(Source passage Opens)

Let it Calm: Exploratory Annealed Decoding for Verifiable Reinforcement Learning
Chenghao Yang, Lin Gui, Chenxiao Yang, Victor Veitch, Lizhu Zhang, Zhuokai Zhao
2025-10-08
Summary
This paper focuses on improving how large language models learn through a method called Reinforcement Learning with Verifiable Rewards, specifically by making the exploration phase – where the model tries out different options – more effective.
What's the problem?
When training these models with reinforcement learning, it's hard to find the right balance between trying new things (exploration) and sticking to what already works well (exploitation). If you let the model explore *too* much, the responses become random and nonsensical. But if you don't let it explore *enough*, it gets stuck and doesn't learn to reason better. Simple methods like adjusting a 'temperature' setting struggle to get this balance right, either sacrificing quality or limiting discovery.
What's the solution?

(Source passage Closes)
(Exercise data Opens)

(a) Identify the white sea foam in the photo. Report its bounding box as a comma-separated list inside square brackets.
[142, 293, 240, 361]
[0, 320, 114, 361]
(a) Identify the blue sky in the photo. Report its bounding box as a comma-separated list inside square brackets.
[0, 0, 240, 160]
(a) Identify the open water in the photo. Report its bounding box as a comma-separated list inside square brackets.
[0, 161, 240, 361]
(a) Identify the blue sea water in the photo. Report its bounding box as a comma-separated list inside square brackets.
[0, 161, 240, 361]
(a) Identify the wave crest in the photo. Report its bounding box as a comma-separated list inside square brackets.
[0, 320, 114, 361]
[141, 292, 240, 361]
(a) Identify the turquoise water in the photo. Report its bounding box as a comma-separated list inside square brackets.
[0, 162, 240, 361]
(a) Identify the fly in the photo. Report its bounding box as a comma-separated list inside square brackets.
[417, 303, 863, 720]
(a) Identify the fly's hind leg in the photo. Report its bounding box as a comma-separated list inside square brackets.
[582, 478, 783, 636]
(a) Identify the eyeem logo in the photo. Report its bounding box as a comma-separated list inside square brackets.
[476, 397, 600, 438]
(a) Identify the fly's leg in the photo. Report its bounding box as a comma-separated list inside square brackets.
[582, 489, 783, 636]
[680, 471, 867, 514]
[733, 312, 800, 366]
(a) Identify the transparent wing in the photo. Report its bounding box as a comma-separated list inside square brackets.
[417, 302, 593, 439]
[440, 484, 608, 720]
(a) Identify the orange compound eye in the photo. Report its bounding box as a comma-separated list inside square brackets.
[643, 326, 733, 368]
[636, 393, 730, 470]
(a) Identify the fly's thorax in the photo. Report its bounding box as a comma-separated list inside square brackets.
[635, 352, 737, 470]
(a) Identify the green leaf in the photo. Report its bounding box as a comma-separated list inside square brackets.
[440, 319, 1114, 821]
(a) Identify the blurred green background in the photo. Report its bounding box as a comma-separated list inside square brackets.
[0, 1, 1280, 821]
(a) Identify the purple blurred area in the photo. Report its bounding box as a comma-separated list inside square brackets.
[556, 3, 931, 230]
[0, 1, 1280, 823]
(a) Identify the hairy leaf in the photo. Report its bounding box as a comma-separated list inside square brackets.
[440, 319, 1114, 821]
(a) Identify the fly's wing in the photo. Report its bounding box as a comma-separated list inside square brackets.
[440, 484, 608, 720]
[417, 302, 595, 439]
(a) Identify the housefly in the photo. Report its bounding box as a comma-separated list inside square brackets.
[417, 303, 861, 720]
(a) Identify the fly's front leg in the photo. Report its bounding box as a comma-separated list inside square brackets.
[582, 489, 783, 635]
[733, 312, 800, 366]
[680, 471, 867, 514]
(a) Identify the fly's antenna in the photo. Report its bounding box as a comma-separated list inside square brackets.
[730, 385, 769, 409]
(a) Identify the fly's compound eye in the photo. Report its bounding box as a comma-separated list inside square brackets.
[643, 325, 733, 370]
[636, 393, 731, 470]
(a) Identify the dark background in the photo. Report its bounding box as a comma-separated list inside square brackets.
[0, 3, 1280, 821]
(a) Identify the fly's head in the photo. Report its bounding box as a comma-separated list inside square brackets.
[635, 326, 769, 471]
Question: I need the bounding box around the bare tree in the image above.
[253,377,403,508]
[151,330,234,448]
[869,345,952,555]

(Exercise data Closes)
(Exercise data Opens)

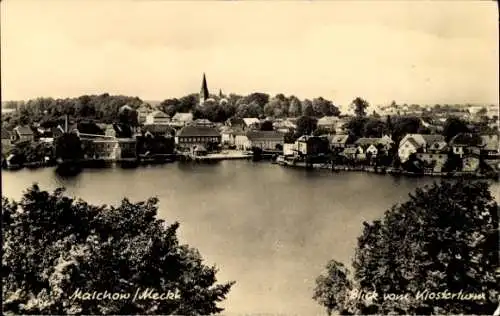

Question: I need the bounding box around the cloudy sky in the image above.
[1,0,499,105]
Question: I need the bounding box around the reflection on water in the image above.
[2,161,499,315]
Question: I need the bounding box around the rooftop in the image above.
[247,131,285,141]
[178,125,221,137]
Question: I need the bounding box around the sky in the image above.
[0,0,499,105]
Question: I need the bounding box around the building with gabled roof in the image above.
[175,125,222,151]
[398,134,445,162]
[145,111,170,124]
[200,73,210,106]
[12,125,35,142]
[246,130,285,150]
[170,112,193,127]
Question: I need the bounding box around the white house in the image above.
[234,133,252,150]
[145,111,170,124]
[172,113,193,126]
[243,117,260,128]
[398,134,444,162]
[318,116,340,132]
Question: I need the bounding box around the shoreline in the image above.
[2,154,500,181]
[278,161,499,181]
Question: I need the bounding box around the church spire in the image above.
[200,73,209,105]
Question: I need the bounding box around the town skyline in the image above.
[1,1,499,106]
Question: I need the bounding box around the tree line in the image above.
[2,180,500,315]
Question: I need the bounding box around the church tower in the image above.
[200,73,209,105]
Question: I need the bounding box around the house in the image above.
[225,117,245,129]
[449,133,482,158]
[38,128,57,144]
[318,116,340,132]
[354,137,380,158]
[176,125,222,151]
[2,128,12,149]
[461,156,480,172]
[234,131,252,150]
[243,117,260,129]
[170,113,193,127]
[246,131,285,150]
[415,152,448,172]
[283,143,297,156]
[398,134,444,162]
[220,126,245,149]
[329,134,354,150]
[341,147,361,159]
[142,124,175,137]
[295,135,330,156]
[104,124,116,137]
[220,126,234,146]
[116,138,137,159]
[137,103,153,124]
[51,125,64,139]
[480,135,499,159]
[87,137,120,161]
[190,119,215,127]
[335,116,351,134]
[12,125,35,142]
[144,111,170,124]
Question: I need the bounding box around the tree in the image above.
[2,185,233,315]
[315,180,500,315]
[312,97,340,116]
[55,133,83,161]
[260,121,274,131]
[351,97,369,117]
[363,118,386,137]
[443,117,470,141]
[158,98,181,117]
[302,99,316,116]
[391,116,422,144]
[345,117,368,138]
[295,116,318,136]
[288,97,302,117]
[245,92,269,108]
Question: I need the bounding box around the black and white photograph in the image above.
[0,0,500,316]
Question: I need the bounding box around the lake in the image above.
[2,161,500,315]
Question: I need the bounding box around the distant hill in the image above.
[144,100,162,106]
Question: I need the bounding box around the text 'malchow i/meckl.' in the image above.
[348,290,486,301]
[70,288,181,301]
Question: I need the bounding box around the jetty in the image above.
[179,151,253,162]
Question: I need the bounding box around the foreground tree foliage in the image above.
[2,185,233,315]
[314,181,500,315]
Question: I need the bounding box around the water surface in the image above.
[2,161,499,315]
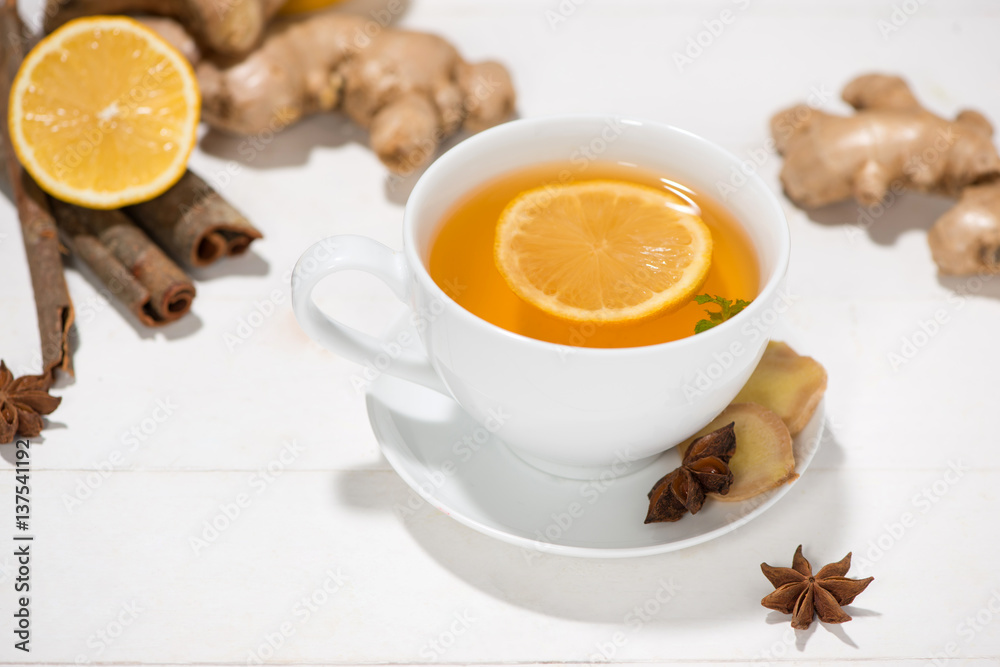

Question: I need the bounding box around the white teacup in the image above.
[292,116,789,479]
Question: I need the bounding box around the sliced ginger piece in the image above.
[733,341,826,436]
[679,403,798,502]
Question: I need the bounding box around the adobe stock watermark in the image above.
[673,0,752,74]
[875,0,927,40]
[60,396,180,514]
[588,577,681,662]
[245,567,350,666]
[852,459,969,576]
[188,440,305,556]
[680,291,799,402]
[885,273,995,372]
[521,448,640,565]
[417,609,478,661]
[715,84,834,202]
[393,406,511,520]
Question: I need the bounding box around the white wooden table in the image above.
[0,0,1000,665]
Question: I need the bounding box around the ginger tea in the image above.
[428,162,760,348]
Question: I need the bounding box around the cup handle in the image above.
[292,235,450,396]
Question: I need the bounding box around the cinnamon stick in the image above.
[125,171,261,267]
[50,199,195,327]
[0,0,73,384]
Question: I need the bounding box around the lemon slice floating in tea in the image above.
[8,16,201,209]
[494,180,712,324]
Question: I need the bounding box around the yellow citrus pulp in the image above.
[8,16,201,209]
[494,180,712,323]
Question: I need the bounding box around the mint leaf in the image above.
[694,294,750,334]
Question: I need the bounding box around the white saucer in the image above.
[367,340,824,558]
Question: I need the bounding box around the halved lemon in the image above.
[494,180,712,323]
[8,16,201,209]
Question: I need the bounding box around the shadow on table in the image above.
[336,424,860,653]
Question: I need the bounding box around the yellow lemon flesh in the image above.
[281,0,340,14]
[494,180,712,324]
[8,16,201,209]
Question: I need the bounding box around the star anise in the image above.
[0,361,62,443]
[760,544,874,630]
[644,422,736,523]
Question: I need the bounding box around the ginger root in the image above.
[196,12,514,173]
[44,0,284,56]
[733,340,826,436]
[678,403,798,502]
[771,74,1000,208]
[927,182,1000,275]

(Exercise data Closes)

Tasks to perform →
(a) List every author named in the paper summary.
(b) Please print the part of the paper summary starting at "What's the problem?" and ending at "What's the solution?".

Outputs by task →
(a)
Chenghao Yang
Lin Gui
Chenxiao Yang
Victor Veitch
Lizhu Zhang
Zhuokai Zhao

(b)
What's the problem?
When training these models with reinforcement learning, it's hard to find the right balance between trying new things (exploration) and sticking to what already works well (exploitation). If you let the model explore *too* much, the responses become random and nonsensical. But if you don't let it explore *enough*, it gets stuck and doesn't learn to reason better. Simple methods like adjusting a 'temperature' setting struggle to get this balance right, either sacrificing quality or limiting discovery.
What's the solution?